2013年05月01日 | Weblog

 

2013年4月12日、auのニュースサイト EZニュースフラッシュ増刊号
 
「朝刊ピックアップ」で記事 
 
「路上喫煙禁止条例、マナー推奨の裏に潜む加害性」
 
を企画、取材、執筆しました。
 
 

 けさの産経新聞に「路上喫煙やめて、新人職員らPR」という記事がある。これによると、今から11年前、全国で初めて路上喫煙を罰則付きで禁止する条例を施行した東京都千代田区が、区長や新人職員を動員して、通行人に喫煙防止を啓発するティッシュペーパーを1万個配布して「喫煙マナーの向上」を訴えているという。

 同条例は違反者に2千円の罰金を徴収し、昨年度末までに延べ約7万4千人が処分を受け、過料総額は約1億2千万円になるという。

 ちなみに、この条例は、あくまでも吸殻などのゴミのポイ捨てを防ぎ、マナーを守ることを目的としている。条例施行の02年当時は、受動喫煙の有害性が今ほど認識されていなかったこともあるが、今は時代背景が違う。

 人込みの千代田区内で路上喫煙するということは、必然的に、その煙を他者が吸い込んでしまう。ぜんそく持ちの人間のなかには、そのわずかな煙で咳込み、肺の調子が悪くなる人もいるのである。要するに、路上喫煙は、単なるマナーではなく、加害行為になっているケースもあるのだ。

 千代田区の条例施行後、全国の自治体でも路上喫煙防止条例が相次いでいるが、その目的は、千代田区を踏襲して「マナーを守ろう」という観点が多い。なかには受動喫煙防止をうたう自治体もあるが、肝心の罰則を付けていないケースもある。例えば、繁華街・歌舞伎町のある東京都新宿区では、条例で受動喫煙をさせないよう求めているが、罰則はない。これでは効果は疑問である。
|---|
_作業内容_.
A - 路上喫煙の記事の「けさの産経新聞に」で始まる段落から最後までを読み、個数・金額・人数を表す数値をすべて挙げてください。
B - 路上喫煙の記事を、最後の文の続きから書き進めてください。
データは、本文とは別の出典から取ったものです。
|---|
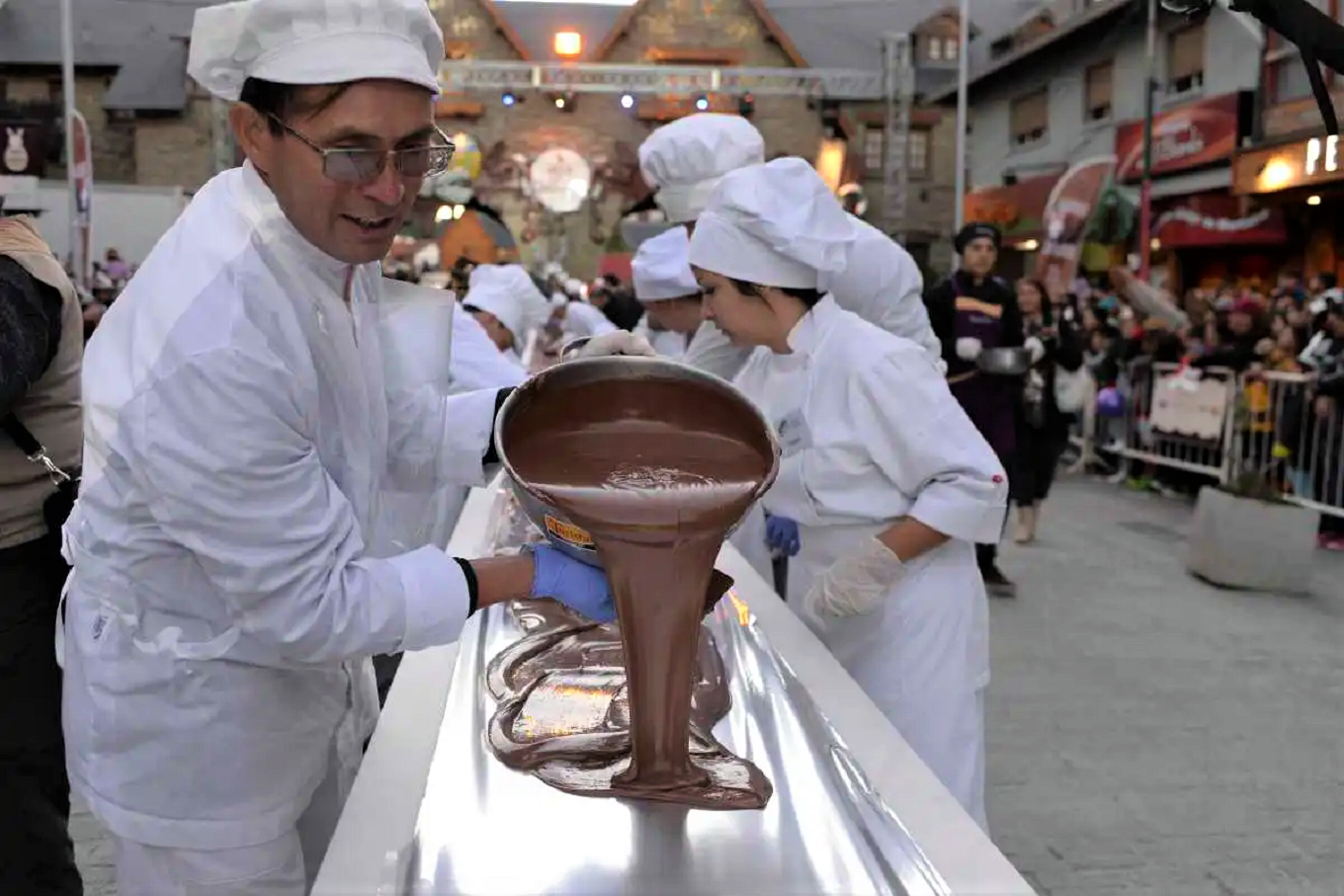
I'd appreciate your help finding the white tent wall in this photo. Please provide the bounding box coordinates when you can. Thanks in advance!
[29,180,188,270]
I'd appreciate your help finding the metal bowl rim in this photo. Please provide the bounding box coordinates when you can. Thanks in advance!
[490,355,781,521]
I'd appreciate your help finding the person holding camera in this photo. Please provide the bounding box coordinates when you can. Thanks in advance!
[0,194,85,896]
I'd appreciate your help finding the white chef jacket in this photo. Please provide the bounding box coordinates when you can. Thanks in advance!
[735,297,1008,824]
[369,297,527,556]
[63,165,496,849]
[682,217,942,380]
[561,302,620,339]
[634,314,687,362]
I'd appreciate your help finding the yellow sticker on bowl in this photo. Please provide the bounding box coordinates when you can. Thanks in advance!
[546,516,595,548]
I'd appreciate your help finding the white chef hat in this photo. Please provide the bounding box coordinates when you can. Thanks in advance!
[462,265,551,339]
[690,158,859,288]
[187,0,444,101]
[630,227,701,302]
[639,112,765,224]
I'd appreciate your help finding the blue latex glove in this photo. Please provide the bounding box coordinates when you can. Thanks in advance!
[533,544,616,622]
[765,515,802,557]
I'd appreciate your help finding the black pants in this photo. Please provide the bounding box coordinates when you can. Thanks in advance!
[1008,426,1068,507]
[0,537,83,896]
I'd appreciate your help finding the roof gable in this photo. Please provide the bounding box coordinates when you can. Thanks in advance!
[429,0,533,62]
[593,0,809,68]
[493,0,625,62]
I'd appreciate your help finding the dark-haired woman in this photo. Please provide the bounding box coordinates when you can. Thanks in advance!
[690,158,1007,825]
[1008,280,1083,544]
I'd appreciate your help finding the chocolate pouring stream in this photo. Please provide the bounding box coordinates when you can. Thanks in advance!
[489,368,774,809]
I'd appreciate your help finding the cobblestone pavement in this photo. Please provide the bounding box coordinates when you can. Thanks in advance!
[72,481,1344,896]
[988,481,1344,896]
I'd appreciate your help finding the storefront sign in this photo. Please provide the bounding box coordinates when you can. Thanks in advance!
[963,175,1059,240]
[1153,194,1288,249]
[1116,93,1240,180]
[0,121,49,177]
[1302,134,1340,177]
[1232,137,1344,197]
[1147,373,1227,442]
[1037,156,1116,295]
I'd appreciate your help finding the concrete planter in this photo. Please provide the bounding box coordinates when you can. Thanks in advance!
[1186,486,1317,594]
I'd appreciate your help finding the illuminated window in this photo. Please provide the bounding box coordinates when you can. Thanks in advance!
[555,31,583,56]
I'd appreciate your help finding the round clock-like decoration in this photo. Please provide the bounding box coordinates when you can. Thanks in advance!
[528,146,593,215]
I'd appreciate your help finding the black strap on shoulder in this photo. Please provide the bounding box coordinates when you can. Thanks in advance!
[0,414,42,458]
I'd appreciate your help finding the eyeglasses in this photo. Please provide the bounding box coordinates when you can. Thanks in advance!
[268,116,457,184]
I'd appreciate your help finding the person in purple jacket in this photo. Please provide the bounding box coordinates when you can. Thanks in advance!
[923,223,1045,598]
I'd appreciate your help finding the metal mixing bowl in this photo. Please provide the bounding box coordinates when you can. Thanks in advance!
[494,355,780,565]
[975,347,1031,376]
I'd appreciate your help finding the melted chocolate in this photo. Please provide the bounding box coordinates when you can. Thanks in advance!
[488,377,773,809]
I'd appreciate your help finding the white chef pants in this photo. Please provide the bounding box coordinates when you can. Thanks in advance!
[115,741,358,896]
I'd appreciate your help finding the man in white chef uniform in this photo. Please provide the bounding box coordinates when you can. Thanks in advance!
[462,265,551,369]
[639,112,942,582]
[57,0,652,896]
[690,158,1008,825]
[639,112,942,380]
[630,227,701,359]
[551,280,621,341]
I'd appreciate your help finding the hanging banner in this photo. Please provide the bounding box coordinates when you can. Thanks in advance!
[70,109,93,287]
[1037,156,1116,295]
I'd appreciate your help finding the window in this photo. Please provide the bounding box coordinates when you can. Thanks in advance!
[1083,62,1116,121]
[863,124,929,177]
[863,124,885,175]
[891,130,929,177]
[1166,23,1205,94]
[1008,87,1050,146]
[1270,52,1329,102]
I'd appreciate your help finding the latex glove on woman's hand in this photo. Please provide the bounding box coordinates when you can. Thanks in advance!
[531,544,616,622]
[765,513,802,557]
[803,537,906,618]
[561,329,657,359]
[1022,336,1046,365]
[957,336,985,362]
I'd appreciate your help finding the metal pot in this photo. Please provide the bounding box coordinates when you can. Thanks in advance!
[975,347,1031,376]
[494,355,780,565]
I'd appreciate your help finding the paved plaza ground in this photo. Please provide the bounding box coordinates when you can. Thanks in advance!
[72,479,1344,896]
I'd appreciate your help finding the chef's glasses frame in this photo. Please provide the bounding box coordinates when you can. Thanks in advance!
[268,115,457,184]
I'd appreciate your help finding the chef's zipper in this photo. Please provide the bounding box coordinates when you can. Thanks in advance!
[341,265,359,348]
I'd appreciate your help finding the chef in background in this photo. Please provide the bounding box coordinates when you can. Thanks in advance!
[551,280,623,343]
[690,158,1008,826]
[925,223,1046,598]
[639,112,940,380]
[630,227,702,359]
[462,265,551,369]
[57,0,652,896]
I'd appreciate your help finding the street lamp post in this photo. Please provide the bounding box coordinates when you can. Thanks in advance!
[60,0,78,285]
[952,0,970,268]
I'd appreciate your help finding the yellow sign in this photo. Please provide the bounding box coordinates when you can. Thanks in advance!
[546,516,595,551]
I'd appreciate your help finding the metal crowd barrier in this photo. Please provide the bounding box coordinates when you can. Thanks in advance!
[1071,359,1344,518]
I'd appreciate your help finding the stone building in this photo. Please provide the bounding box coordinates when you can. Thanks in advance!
[0,0,1012,273]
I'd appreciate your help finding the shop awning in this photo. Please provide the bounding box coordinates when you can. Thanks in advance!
[1153,192,1288,249]
[963,171,1063,243]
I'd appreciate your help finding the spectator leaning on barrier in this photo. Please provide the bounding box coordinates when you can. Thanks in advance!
[0,188,85,896]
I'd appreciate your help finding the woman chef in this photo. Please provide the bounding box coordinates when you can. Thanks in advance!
[630,227,701,359]
[690,158,1008,826]
[57,0,652,896]
[462,265,551,368]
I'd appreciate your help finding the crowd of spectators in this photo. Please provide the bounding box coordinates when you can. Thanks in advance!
[1055,266,1344,549]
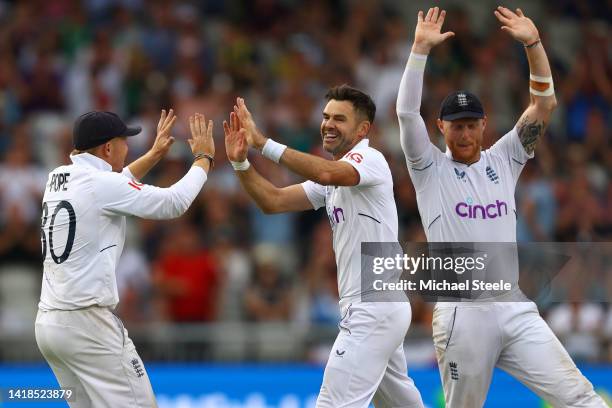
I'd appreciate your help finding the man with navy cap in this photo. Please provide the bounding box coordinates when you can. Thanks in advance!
[396,6,606,408]
[35,109,215,408]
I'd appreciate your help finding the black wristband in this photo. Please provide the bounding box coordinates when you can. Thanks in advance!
[523,38,542,48]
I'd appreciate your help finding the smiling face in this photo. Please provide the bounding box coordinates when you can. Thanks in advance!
[438,117,487,164]
[321,99,370,160]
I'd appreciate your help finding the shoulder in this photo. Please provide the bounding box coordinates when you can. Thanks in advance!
[343,146,388,167]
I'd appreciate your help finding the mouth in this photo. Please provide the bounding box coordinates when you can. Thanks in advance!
[323,132,340,143]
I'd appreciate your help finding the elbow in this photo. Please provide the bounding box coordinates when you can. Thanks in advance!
[535,95,557,115]
[314,171,335,186]
[255,191,281,215]
[259,205,278,215]
[168,197,191,220]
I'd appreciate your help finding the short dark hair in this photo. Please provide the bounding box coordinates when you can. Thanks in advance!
[325,84,376,123]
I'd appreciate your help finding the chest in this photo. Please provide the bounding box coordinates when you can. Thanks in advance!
[440,162,514,220]
[325,186,350,229]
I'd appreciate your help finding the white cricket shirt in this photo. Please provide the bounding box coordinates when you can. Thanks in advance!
[408,128,533,242]
[39,153,207,310]
[302,139,398,299]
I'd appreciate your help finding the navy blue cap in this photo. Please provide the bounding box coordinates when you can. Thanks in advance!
[440,91,484,120]
[72,111,142,150]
|---|
_作業別の結果_.
A - 1万個、2千円、約7万4千人、約1億2千万円

B -
 この風潮は、JT(日本たばこ産業)の広告にも表れている。JTでは「あなたが気づけばマナーが変わる」と銘打ち、電車の吊り革広告やCM、新聞、雑誌の広告などで、マナー向上を呼び掛けている。

 例えば、「ひろえば街が好きになる運動」と題して、吸い殻などを拾う運動を推進したり、受動喫煙についても「人ごみで吸っていた。そこだけすいていた。」「歩く私は、前の人より後ろの人に、煙を吹きかけていた。」「私に手を振る人がいた。煙を払う仕草だった。」「肩がぶつかったら謝るのに、煙がぶつかっても謝らなかった。」といった広告などで、路上喫煙をあくまでもマナーの問題で片付けている。

 それによって結果的に、路上喫煙の有害性、加害性、悪質性を矮小化する効果をはたいているのではないか。路上喫煙をマナーで片付けるのは、11年前の時代認識。今の時代に合わせた新しい条例が必要ではないだろうか?(佐々木奎一)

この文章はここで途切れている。